- **Quoted passage**
Ex-NFL player placed in pretrial intervention program
Ex-NFL player placed in pretrial intervention program
JACKSONVILLE, Fla. -- Former NFL player Rich Tylski reached a deal to eventually drop child abuse charges against him after he admitted hitting his adopted daughter.
Tylski will be in the prosecutors' program for first-time offenders for about a year or until his completes anger and parenting classes, his lawyer, Robert Willis, said Friday. If Tylski completes the program, the charges will be dropped.
Assistant State Attorney Adair Rommel said prosecutors approved the arrangement to shield the girl from the ordeal of testifying against her former parents. She also said there were some conflicts in her accounts.
Tylski, an offensive guard who spent nine seasons in the NFL, played with the Jacksonville, Pittsburgh and Carolina before retiring after the 2004 season.
He said in court Thursday that he spanked the girl with a belt beyond the scope of proper discipline.
His wife, Jane Tylski, pleaded guilty to one count of aggravated child abuse. She will face the same requirements as her husband under terms of her two years' probation. The child, now 8, was removed from the Tylskis and placed in a new home.

- **Assigned task A**
Answer these about the Tylski news report:
(i) Who is Rich Tylski's lawyer?
(ii) Why did prosecutors approve the arrangement, according to Adair Rommel?
(iii) What did Jane Tylski plead guilty to?
- **Assigned task B**
Carry on the Tylski news report past its last sentence.
The entries that come next have nothing to do with this.

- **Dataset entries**
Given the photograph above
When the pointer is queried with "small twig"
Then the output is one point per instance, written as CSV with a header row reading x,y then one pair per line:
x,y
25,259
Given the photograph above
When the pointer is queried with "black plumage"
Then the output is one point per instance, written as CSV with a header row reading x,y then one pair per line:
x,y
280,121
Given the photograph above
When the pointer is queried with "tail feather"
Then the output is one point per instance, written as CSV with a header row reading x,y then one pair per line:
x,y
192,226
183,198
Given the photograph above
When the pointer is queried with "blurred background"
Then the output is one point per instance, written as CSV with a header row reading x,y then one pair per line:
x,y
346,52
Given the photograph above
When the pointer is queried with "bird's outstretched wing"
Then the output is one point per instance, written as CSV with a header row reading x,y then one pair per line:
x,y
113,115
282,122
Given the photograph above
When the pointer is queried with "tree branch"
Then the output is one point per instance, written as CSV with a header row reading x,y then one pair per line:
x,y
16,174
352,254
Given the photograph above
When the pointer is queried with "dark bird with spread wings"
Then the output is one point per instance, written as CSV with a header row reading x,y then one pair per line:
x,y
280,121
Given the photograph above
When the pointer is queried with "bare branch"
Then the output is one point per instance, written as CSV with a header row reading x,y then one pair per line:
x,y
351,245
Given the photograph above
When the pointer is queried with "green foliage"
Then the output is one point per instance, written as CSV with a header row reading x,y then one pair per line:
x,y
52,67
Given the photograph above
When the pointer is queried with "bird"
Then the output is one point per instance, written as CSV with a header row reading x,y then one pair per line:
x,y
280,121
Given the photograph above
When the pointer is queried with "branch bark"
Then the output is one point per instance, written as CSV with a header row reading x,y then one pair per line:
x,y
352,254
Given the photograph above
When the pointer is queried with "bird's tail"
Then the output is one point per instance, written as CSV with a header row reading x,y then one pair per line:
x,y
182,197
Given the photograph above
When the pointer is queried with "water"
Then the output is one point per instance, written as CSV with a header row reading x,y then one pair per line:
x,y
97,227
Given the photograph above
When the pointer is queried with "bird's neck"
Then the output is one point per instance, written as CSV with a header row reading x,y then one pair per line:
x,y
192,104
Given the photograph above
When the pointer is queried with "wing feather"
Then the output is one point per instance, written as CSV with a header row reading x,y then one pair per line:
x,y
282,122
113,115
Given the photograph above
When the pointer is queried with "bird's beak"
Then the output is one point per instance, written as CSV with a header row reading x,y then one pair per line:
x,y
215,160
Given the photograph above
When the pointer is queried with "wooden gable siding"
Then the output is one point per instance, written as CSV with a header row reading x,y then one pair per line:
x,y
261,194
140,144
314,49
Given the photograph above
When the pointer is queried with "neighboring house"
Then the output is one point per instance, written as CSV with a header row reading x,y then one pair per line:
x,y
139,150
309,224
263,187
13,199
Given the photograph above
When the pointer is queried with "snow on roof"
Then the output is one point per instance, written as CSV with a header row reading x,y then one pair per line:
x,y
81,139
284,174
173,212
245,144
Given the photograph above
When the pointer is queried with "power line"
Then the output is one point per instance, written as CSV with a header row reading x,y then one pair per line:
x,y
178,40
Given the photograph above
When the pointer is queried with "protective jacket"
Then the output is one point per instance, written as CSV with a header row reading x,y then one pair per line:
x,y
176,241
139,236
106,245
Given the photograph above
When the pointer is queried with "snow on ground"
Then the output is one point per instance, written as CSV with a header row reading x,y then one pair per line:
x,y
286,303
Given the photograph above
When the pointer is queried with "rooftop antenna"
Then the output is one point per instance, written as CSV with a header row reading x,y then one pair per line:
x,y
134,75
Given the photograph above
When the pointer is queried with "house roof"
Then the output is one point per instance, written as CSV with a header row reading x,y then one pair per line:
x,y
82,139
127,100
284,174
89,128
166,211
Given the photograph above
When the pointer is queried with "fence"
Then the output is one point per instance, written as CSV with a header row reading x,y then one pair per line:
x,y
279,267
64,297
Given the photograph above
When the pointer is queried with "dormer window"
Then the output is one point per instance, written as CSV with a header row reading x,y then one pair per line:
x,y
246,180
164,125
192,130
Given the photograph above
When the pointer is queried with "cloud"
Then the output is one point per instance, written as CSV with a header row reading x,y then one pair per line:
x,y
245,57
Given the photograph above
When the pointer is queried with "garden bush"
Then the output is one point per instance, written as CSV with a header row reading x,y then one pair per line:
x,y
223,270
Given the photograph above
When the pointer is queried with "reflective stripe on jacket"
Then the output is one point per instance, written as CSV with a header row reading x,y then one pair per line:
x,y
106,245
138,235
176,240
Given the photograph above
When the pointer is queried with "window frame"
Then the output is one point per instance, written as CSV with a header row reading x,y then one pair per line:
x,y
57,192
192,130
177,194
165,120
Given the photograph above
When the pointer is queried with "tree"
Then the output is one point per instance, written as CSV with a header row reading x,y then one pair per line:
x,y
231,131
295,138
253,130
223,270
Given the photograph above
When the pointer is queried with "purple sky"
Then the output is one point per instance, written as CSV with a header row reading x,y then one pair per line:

- **Final answer A**
(i) Robert Willis.
(ii) To shield the girl from the ordeal of testifying against her former parents.
(iii) One count of aggravated child abuse.

- **Final answer B**
Jane Tylski told Judge John Merrett she "maliciously punished" the child from 2003 to 2006 by striking her and bending back her fingers.
The child, whose name was not released, was taken to a Jacksonville hospital in March 2006 for a fractured right thigh bone. Her parents said she had fallen down the stairs about eight hours earlier.
Doctors found extensive bruising in various stages of healing. A skeletal survey found six or seven healing fractures in the child's hand.
The girl later told investigators that she lied about falling down the stairs and she demonstrated on a doll how her mother had pushed her leg over her head until they heard a pop, a police report said.
The Tylskis also volunteered to make a $12,500 payment into an educational fund for the girl's college education, Willis said.